▶ _Short problem_
Arrange every line of the entries below as a Markdown table with the columns Row and Line, skipping blank lines and leaving out the pictures.

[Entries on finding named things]
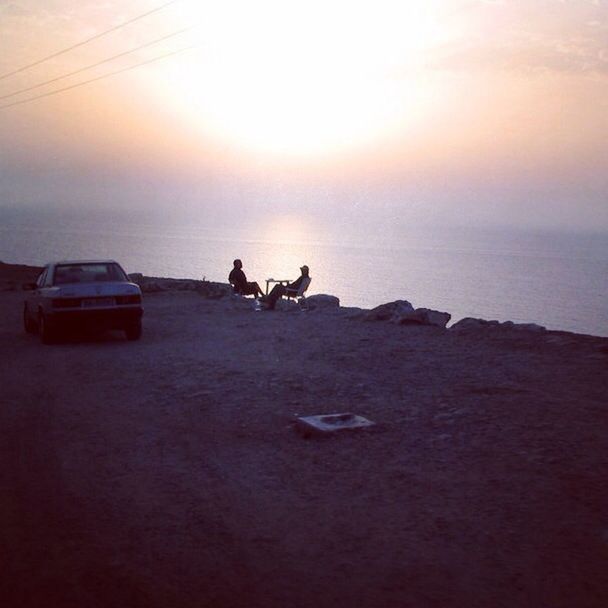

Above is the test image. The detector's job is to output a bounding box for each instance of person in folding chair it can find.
[228,259,264,298]
[262,265,312,310]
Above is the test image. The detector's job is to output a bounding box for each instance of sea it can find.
[0,208,608,336]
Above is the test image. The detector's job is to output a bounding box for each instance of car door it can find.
[27,266,49,320]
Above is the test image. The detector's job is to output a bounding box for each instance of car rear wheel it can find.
[23,305,38,334]
[38,313,56,344]
[125,321,142,341]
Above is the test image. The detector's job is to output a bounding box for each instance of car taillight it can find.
[116,294,141,304]
[53,298,80,308]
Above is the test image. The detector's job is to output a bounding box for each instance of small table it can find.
[266,279,291,295]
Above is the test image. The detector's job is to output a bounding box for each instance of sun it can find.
[152,0,443,156]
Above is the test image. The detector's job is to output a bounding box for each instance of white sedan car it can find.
[23,260,144,344]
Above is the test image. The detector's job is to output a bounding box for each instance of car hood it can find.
[48,281,141,298]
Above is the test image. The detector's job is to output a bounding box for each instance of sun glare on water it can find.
[159,0,452,156]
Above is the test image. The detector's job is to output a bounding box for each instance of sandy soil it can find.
[0,266,608,608]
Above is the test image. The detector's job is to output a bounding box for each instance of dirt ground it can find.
[0,268,608,608]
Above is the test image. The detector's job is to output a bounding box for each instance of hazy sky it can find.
[0,0,608,232]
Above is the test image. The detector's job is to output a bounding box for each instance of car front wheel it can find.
[125,321,142,341]
[38,312,56,344]
[23,305,38,334]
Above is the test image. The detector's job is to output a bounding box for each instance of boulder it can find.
[304,293,340,310]
[391,308,452,327]
[450,317,546,333]
[365,300,414,321]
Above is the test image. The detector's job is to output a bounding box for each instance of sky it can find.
[0,0,608,234]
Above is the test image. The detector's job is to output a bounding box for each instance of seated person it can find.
[263,265,311,310]
[228,260,264,297]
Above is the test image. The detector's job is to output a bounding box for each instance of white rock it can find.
[304,293,340,310]
[365,300,414,321]
[391,308,452,327]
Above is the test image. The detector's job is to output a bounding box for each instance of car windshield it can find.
[53,262,128,285]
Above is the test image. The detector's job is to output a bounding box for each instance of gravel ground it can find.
[0,272,608,608]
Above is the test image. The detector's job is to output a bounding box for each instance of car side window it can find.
[36,266,49,288]
[43,268,53,287]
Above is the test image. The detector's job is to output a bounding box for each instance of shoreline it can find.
[0,258,608,608]
[0,261,608,340]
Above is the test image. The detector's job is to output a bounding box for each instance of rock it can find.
[365,300,414,321]
[304,293,340,310]
[391,308,452,327]
[513,323,547,333]
[139,281,164,293]
[450,317,546,333]
[450,317,500,331]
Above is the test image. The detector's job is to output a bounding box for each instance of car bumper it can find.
[47,306,144,329]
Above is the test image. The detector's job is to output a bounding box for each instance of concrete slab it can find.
[296,412,375,437]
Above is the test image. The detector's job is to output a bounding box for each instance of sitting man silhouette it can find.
[228,259,264,298]
[262,265,311,310]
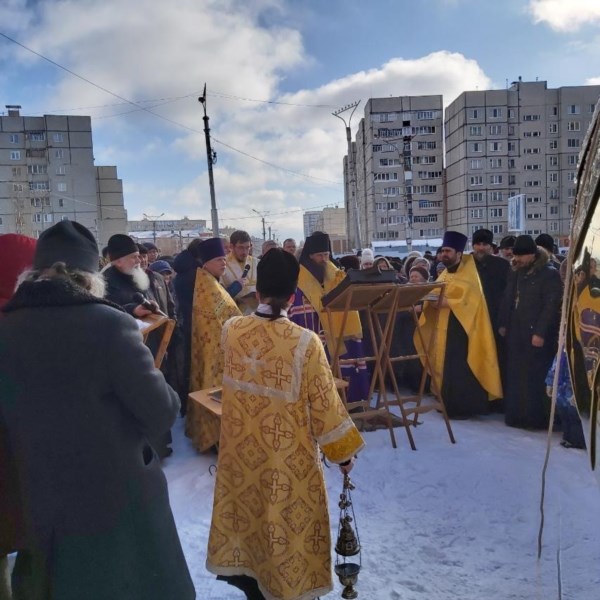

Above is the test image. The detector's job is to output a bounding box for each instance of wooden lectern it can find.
[137,314,175,369]
[324,282,455,450]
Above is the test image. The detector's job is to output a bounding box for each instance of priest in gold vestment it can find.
[414,231,502,419]
[185,238,241,452]
[206,248,364,600]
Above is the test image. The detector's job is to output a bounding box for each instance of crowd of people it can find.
[0,221,583,600]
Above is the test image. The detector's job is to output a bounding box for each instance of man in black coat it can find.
[499,235,562,429]
[0,221,195,600]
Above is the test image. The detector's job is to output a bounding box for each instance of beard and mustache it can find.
[127,266,150,292]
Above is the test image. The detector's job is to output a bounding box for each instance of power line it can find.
[0,31,341,185]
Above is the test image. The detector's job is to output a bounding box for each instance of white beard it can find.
[129,267,150,292]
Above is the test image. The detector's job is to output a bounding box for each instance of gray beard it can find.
[129,267,150,292]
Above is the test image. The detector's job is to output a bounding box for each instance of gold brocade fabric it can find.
[221,252,259,315]
[414,254,502,400]
[298,262,362,354]
[185,269,241,452]
[206,315,364,600]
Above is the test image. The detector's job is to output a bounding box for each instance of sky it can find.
[0,0,600,241]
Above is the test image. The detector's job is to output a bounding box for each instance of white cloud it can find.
[0,0,492,238]
[528,0,600,33]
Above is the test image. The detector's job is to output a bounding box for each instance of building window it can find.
[27,165,48,175]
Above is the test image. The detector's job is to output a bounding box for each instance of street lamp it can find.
[331,100,362,250]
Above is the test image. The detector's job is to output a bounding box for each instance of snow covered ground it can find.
[164,412,600,600]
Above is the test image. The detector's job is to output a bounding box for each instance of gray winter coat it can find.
[0,280,195,600]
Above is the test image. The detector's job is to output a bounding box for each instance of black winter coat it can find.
[0,280,195,600]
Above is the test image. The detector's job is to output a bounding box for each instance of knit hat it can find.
[150,260,173,273]
[107,233,139,260]
[442,231,468,252]
[498,235,517,250]
[33,221,100,273]
[513,235,537,256]
[535,233,554,254]
[198,238,226,263]
[360,248,375,265]
[256,248,300,298]
[471,229,494,246]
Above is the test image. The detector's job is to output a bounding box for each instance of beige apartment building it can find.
[445,78,600,246]
[344,95,444,251]
[0,105,127,246]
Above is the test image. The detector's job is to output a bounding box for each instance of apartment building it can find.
[0,105,127,246]
[344,95,444,248]
[445,78,600,245]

▶ _Result below_
| Row | Line |
|---|---|
| 1 | Above is the test image. The detector's job is to output a bounding box for each instance of person in folding chair it can find. |
| 2 | [228,259,264,298] |
| 3 | [262,265,312,310] |
| 4 | Above is the test image. The detector's job is to output a bounding box for each instance of sea it can find. |
| 5 | [0,208,608,336] |
| 6 | Above is the test image. The detector's job is to output a bounding box for each instance of car door it can find. |
| 7 | [27,266,49,320] |
| 8 | Above is the test image. The detector's job is to output a bounding box for each instance of car rear wheel it can find. |
| 9 | [23,305,38,334] |
| 10 | [38,313,56,344] |
| 11 | [125,321,142,341] |
| 12 | Above is the test image. The detector's job is to output a bounding box for each instance of car taillight it can find. |
| 13 | [116,294,141,304] |
| 14 | [53,298,80,308] |
| 15 | Above is the test image. The detector's job is to output a bounding box for each instance of small table it can find. |
| 16 | [266,279,291,295] |
| 17 | Above is the test image. The detector's job is to output a bounding box for each instance of sun it can find. |
| 18 | [152,0,443,156] |
| 19 | Above is the test image. The detector's job is to output a bounding box for each instance of white sedan car it can find. |
| 20 | [23,260,144,344] |
| 21 | Above is the test image. The detector's job is to output a bounding box for each instance of car hood it can find. |
| 22 | [48,281,141,298] |
| 23 | Above is the test image. The detector's job is to output a bounding box for each instance of sun glare on water it can find. |
| 24 | [159,0,452,156] |
| 25 | Above is the test image. The detector's job is to output a bounding box for each instance of sandy soil it can find. |
| 26 | [0,266,608,608] |
| 27 | Above is the test image. The detector's job is to output a bounding box for each instance of dirt ground it can find. |
| 28 | [0,268,608,608] |
| 29 | Above is the test image. The detector's job is to output a bounding box for each instance of hazy sky it can find. |
| 30 | [0,0,608,232] |
| 31 | Above is the test image. The detector's job is to output a bounding box for each instance of car front wheel it can find. |
| 32 | [125,321,142,341] |
| 33 | [38,312,56,344] |
| 34 | [23,305,38,334] |
| 35 | Above is the test image. The detector's job is to output a bounding box for each instance of boulder it can find. |
| 36 | [304,293,340,310] |
| 37 | [391,308,452,327] |
| 38 | [450,317,546,333] |
| 39 | [365,300,414,321] |
| 40 | Above is the test image. The detector's job is to output a bounding box for each instance of sky it can find. |
| 41 | [0,0,608,234] |
| 42 | Above is the test image. The detector's job is to output a bounding box for each instance of seated person it can find. |
| 43 | [263,265,311,310] |
| 44 | [228,260,264,297] |
| 45 | Above is the test image. The detector's job is to output a bounding box for each instance of white rock it can find. |
| 46 | [304,293,340,310] |
| 47 | [365,300,414,321] |
| 48 | [391,308,452,327] |
| 49 | Above is the test image. The detector's job is to output a bounding box for each instance of car windshield it can find. |
| 50 | [53,262,128,285] |
| 51 | Above is the test image. The detector's job is to output a bounding box for each instance of gravel ground it can find. |
| 52 | [0,272,608,608] |
| 53 | Above is the test image. The detector's job is to output a bounding box for each instance of car side window it can find. |
| 54 | [36,266,49,288] |
| 55 | [43,268,53,287] |
| 56 | Above is the test image. The detector's job is to output a bounding box for each instance of shoreline it can find. |
| 57 | [0,258,608,608] |
| 58 | [0,261,608,340] |
| 59 | Above is the test image. The detector's job is to output a bounding box for each instance of rock it can find. |
| 60 | [365,300,414,321] |
| 61 | [304,293,340,310] |
| 62 | [391,308,452,327] |
| 63 | [513,323,547,333] |
| 64 | [139,281,164,293] |
| 65 | [450,317,546,333] |
| 66 | [450,317,500,331] |
| 67 | Above is the test image. The detector's job is to output a bounding box for each instance of car bumper it can find. |
| 68 | [47,306,144,329] |
| 69 | Above is the test image. The detector's job is to output a bounding box for each instance of concrete slab it can find. |
| 70 | [296,412,375,437] |
| 71 | Above is the test image. The detector's job is to output a bounding box for each instance of sitting man silhouette it can find. |
| 72 | [228,259,264,298] |
| 73 | [262,265,311,310] |
| 74 | Above is the test image. The detector's job is to output a bounding box for each instance of wooden lectern it can find. |
| 75 | [137,314,175,369] |
| 76 | [324,282,455,450] |
| 77 | Above is the test image. The detector's job is to output a bounding box for each instance of priest in gold vestment it can find. |
| 78 | [414,231,502,419] |
| 79 | [185,238,241,452] |
| 80 | [206,248,364,600] |
| 81 | Above is the test image. The detector's job is to output a bounding box for each instance of crowd of people it can find. |
| 82 | [0,221,583,600] |
| 83 | Above is the test image. The detector's job is to output a bounding box for each instance of man in black coat it can find. |
| 84 | [499,235,562,429] |
| 85 | [0,221,195,600] |
| 86 | Above is the test image. The detector's job is to output a bounding box for each instance of beard and mustache it can find. |
| 87 | [127,266,150,292] |
| 88 | Above is the test image. The detector's job is to output a bounding box for each instance of power line it can find. |
| 89 | [0,31,341,185] |
| 90 | Above is the test image. The detector's job is to output a bounding box for each instance of white beard it can find. |
| 91 | [129,267,150,292] |
| 92 | Above is the test image. The detector's job is to output a bounding box for each instance of gray beard it can find. |
| 93 | [129,267,150,292] |
| 94 | Above is the test image. The detector's job is to output a bounding box for each instance of gold brocade fabric it can find. |
| 95 | [221,252,259,315] |
| 96 | [414,254,502,400] |
| 97 | [298,262,362,354] |
| 98 | [185,269,241,452] |
| 99 | [206,315,364,600] |
| 100 | Above is the test image. The detector's job is to output a bounding box for each instance of sky it can find. |
| 101 | [0,0,600,241] |
| 102 | Above is the test image. The detector's job is to output a bounding box for each instance of white cloud it can find. |
| 103 | [0,0,492,238] |
| 104 | [528,0,600,33] |
| 105 | Above is the test image. The detector's job is to output a bounding box for each instance of building window it can find. |
| 106 | [27,165,48,175] |
| 107 | Above is the test image. The detector's job is to output a bounding box for each instance of street lamp it can find. |
| 108 | [331,100,362,250] |
| 109 | Above is the test image. The detector's job is to output a bounding box for each instance of snow covered ground it can find. |
| 110 | [164,412,600,600] |
| 111 | Above is the test image. The detector's job is to output a bounding box for each instance of gray winter coat it can find. |
| 112 | [0,280,195,600] |
| 113 | Above is the test image. The detector's job is to output a bounding box for each instance of black winter coat it can find. |
| 114 | [0,280,195,600] |
| 115 | Above is the test image. The detector's job is to output a bounding box for each instance of knit hat it can find. |
| 116 | [150,260,173,273] |
| 117 | [107,233,139,260] |
| 118 | [442,231,468,252] |
| 119 | [498,235,517,250] |
| 120 | [33,221,100,273] |
| 121 | [513,235,537,256] |
| 122 | [535,233,554,254] |
| 123 | [198,238,226,263] |
| 124 | [360,248,375,265] |
| 125 | [256,248,300,298] |
| 126 | [471,229,494,246] |
| 127 | Above is the test image. The detector's job is to output a bounding box for each instance of beige apartment building it can find. |
| 128 | [445,78,600,246] |
| 129 | [344,95,444,251] |
| 130 | [0,105,127,246] |
| 131 | Above is the test image. The detector's job is to output a bounding box for each instance of apartment building it can find. |
| 132 | [0,105,127,246] |
| 133 | [344,95,444,248] |
| 134 | [445,78,600,245] |